[BEGIN SUPPLIED RECORDS]
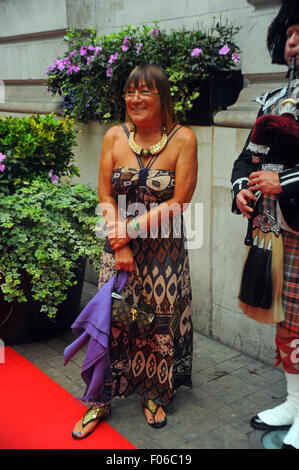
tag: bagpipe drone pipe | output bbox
[239,57,299,323]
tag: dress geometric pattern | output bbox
[99,167,193,407]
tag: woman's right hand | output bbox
[236,189,257,219]
[114,245,135,272]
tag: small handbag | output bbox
[111,273,155,339]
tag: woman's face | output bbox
[284,24,299,70]
[125,79,162,127]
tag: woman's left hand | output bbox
[248,171,282,194]
[107,221,131,250]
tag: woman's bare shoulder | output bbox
[104,124,124,140]
[177,125,197,144]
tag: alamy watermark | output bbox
[0,338,5,364]
[96,195,203,250]
[0,80,5,103]
[290,339,299,364]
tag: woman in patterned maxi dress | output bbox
[73,65,197,438]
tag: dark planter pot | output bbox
[0,260,86,345]
[186,71,243,126]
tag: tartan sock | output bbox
[258,372,299,426]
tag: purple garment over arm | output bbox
[64,271,128,402]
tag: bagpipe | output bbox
[239,57,299,323]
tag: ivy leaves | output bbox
[0,178,103,317]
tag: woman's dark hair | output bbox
[267,0,299,65]
[123,64,177,125]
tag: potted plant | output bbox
[46,20,244,124]
[0,115,102,344]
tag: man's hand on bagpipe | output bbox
[248,170,282,194]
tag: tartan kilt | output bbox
[278,230,299,337]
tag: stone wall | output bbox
[0,0,285,364]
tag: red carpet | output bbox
[0,347,135,449]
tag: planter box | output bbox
[0,260,86,345]
[186,71,243,126]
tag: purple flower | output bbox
[191,47,202,57]
[106,65,113,78]
[86,55,95,65]
[55,59,64,72]
[150,28,160,37]
[136,42,143,54]
[66,65,81,75]
[46,65,56,75]
[108,52,118,64]
[219,46,230,55]
[49,170,59,183]
[232,52,240,62]
[51,175,59,183]
[122,36,132,52]
[94,46,103,55]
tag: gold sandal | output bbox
[142,398,167,429]
[72,406,111,440]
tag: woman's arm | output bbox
[98,127,134,271]
[108,128,198,250]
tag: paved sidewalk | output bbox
[13,286,285,449]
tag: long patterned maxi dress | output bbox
[99,133,193,407]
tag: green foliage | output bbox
[47,20,239,122]
[0,177,102,317]
[0,114,79,194]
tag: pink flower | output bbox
[191,47,202,57]
[136,42,143,54]
[49,170,59,183]
[108,52,118,64]
[232,52,240,62]
[122,36,131,52]
[219,46,230,55]
[94,46,103,55]
[55,59,64,72]
[51,175,59,183]
[150,28,159,37]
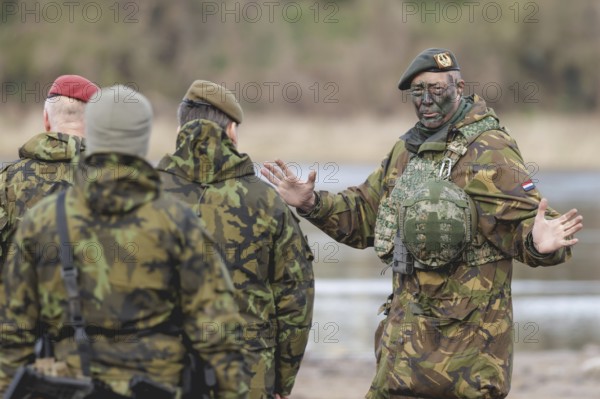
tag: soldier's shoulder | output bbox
[473,128,517,150]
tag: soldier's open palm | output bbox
[531,198,583,254]
[260,159,317,210]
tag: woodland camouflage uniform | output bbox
[0,153,246,399]
[301,96,570,399]
[0,132,85,265]
[158,119,314,398]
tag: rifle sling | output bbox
[56,190,92,377]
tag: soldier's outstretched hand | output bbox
[260,159,317,211]
[531,198,583,254]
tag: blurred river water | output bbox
[299,165,600,358]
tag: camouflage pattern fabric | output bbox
[0,133,85,266]
[300,96,570,399]
[158,120,314,399]
[0,154,247,399]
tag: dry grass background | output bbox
[0,111,600,171]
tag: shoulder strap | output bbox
[56,190,92,376]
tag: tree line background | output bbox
[0,0,600,117]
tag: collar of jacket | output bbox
[400,94,498,154]
[74,153,160,214]
[19,132,85,162]
[157,119,254,184]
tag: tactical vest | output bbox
[375,116,506,273]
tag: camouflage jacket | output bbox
[0,133,85,267]
[0,154,246,399]
[158,120,314,396]
[300,96,570,399]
[END SUPPLIED RECORDS]
Rewrite all of the records above, replacing every instance of "soldier's" with "trooper's" and leaving everything else unchanged. Omit the pictures from the answer.

tag: bagpipe drone pipe | output bbox
[239,57,299,323]
tag: dress geometric pattern | output bbox
[99,167,193,407]
tag: woman's right hand | output bbox
[236,189,257,219]
[114,245,135,272]
tag: small handbag | output bbox
[111,273,155,339]
tag: woman's face | output bbox
[284,24,299,70]
[125,79,162,127]
tag: woman's left hand | output bbox
[248,171,282,194]
[107,221,131,250]
tag: woman's bare shoulder | output bbox
[104,124,124,140]
[177,125,197,144]
tag: alamy watermark | output bbox
[0,338,5,364]
[96,195,203,250]
[0,80,5,103]
[290,339,299,364]
tag: woman in patterned maxi dress | output bbox
[73,65,197,438]
tag: dark planter pot | output bbox
[0,260,86,345]
[186,71,243,126]
tag: tartan sock | output bbox
[258,372,299,426]
tag: purple garment over arm | output bbox
[64,271,128,402]
tag: bagpipe | output bbox
[239,57,299,323]
tag: ivy leaves | output bbox
[0,178,103,317]
tag: woman's dark hair | output bbox
[267,0,299,65]
[123,64,177,125]
tag: potted plant | output bbox
[46,20,244,124]
[0,115,102,344]
tag: man's hand on bagpipe | output bbox
[248,170,282,194]
tag: tartan kilt | output bbox
[278,230,299,337]
tag: stone wall | output bbox
[0,0,285,364]
tag: red carpet | output bbox
[0,347,135,449]
tag: planter box | output bbox
[0,260,86,345]
[186,71,243,126]
tag: purple flower | output bbox
[191,47,202,57]
[106,65,113,78]
[86,55,95,65]
[55,59,64,72]
[150,28,160,37]
[136,42,143,54]
[66,65,81,75]
[46,65,56,75]
[108,52,118,64]
[219,46,230,55]
[49,170,59,183]
[232,52,240,62]
[51,175,59,183]
[122,36,132,52]
[94,46,103,55]
tag: gold sandal | output bbox
[142,398,167,429]
[72,406,111,440]
tag: woman's arm | output bbox
[98,127,134,271]
[108,128,198,250]
tag: paved sidewalk | output bbox
[13,286,285,449]
tag: long patterned maxi dress | output bbox
[99,133,193,407]
tag: green foliage | output bbox
[47,20,239,122]
[0,177,102,317]
[0,114,79,194]
tag: pink flower | output bbox
[191,47,202,57]
[136,42,143,54]
[49,170,59,183]
[108,52,118,64]
[232,52,240,62]
[122,36,131,52]
[219,46,230,55]
[94,46,103,55]
[55,59,64,72]
[51,175,59,183]
[150,28,159,37]
tag: trooper's shoulder | output bbox
[473,128,517,150]
tag: trooper's open palm | output bbox
[531,198,583,254]
[260,159,317,210]
tag: woodland camouflage uniform | output bbox
[0,153,246,399]
[301,96,570,399]
[0,132,85,265]
[158,119,314,398]
tag: rifle sling | output bbox
[56,190,92,377]
tag: trooper's outstretched hand | output bbox
[260,159,317,211]
[531,198,583,254]
tag: blurred river water | output bbox
[299,165,600,358]
tag: camouflage pattern fabric | output bbox
[0,133,85,266]
[300,96,570,399]
[158,120,314,399]
[0,154,247,399]
tag: dry grass background | output bbox
[0,111,600,171]
tag: shoulder strap | output bbox
[56,190,92,376]
tag: tree line background | output bbox
[0,0,600,117]
tag: collar of jacket | output bbox
[400,94,498,154]
[74,153,160,214]
[19,132,85,162]
[157,119,254,184]
tag: tactical vest | output bbox
[375,116,506,273]
tag: camouflage jacket | output bbox
[0,133,85,267]
[0,154,246,399]
[158,120,314,396]
[300,96,570,399]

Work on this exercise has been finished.